Point annotation records:
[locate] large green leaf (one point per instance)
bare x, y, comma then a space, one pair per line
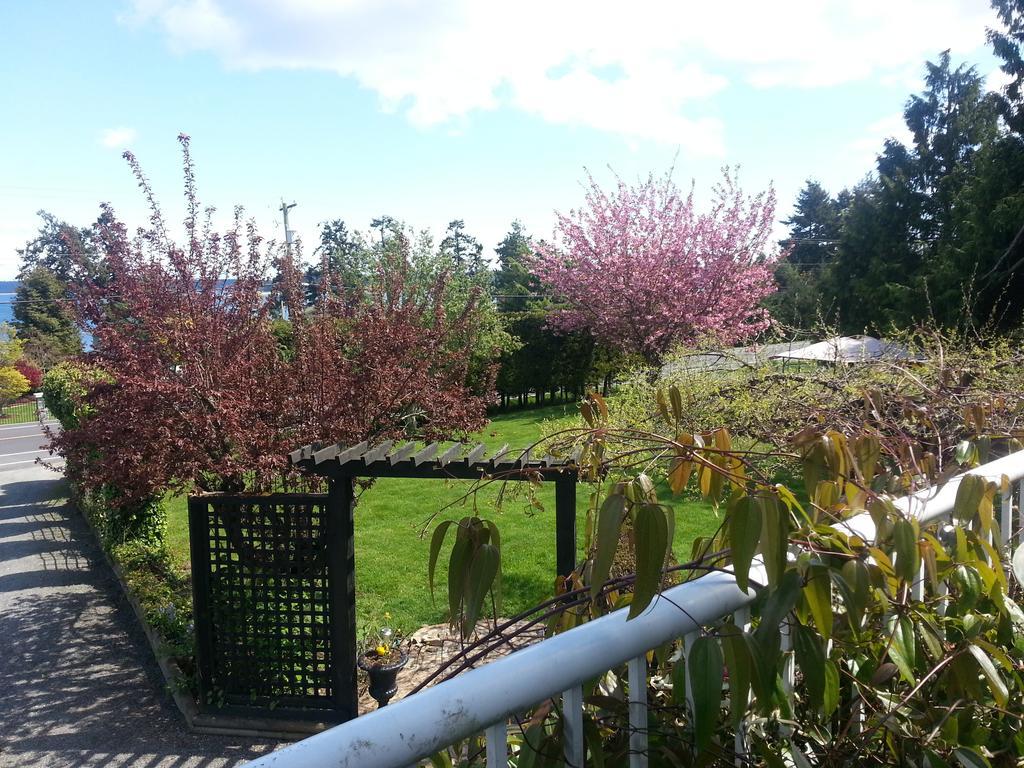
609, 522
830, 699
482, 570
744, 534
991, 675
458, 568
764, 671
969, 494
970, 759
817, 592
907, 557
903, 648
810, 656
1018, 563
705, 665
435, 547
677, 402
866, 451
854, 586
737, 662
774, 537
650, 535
---
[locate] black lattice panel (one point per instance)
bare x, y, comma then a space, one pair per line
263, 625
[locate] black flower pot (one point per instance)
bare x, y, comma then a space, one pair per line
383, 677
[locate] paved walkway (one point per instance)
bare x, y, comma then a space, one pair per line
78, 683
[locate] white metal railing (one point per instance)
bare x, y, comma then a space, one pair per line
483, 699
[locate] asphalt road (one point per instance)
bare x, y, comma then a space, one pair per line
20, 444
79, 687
==
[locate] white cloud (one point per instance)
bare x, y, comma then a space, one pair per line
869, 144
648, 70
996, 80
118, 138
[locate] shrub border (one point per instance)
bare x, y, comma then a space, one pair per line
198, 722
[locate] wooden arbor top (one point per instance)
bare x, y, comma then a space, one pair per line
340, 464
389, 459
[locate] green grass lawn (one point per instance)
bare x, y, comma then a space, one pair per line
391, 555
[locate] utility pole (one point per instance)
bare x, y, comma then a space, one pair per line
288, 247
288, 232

AIM OF THE TASK: Count the lines in the records above that contain the string "white", matching case exactly, and give only the number.

CORRECT ANSWER: 2